### TASK DATA
------------------------------

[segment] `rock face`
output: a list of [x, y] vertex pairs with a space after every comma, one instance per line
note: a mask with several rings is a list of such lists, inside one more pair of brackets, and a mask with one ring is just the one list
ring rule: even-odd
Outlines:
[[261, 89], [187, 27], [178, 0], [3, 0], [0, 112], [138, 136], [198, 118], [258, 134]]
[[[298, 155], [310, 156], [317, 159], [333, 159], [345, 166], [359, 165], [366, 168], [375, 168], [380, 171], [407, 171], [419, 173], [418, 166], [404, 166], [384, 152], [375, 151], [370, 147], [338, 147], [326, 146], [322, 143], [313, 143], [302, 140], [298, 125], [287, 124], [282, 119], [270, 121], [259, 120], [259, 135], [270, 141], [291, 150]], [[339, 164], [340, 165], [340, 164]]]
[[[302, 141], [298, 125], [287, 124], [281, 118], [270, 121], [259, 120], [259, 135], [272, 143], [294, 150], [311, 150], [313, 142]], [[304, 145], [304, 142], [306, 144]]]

------------------------------

### ACTION ITEM
Output the records above, each one exactly, with none left out.

### ANSWER TO THIS TASK
[segment] `rock face`
output: a list of [x, y] vertex pairs with a space after every comma, one instance per line
note: a mask with several rings is a list of such lists, inside one more pair of brackets, and a mask with one ring is just the one list
ring rule: even-odd
Outlines:
[[261, 89], [187, 27], [178, 0], [3, 0], [0, 112], [138, 136], [198, 118], [258, 134]]
[[[298, 155], [310, 156], [317, 159], [333, 159], [345, 166], [359, 165], [366, 168], [375, 168], [380, 171], [407, 171], [419, 173], [418, 166], [404, 166], [384, 152], [375, 151], [370, 147], [338, 147], [326, 146], [322, 143], [313, 143], [302, 140], [298, 125], [287, 124], [282, 119], [270, 121], [259, 120], [259, 135], [270, 141], [291, 150]], [[339, 164], [340, 165], [340, 164]]]
[[[302, 141], [298, 125], [287, 124], [281, 118], [270, 121], [259, 120], [259, 135], [272, 143], [294, 150], [311, 150], [313, 142]], [[304, 145], [304, 142], [306, 144]]]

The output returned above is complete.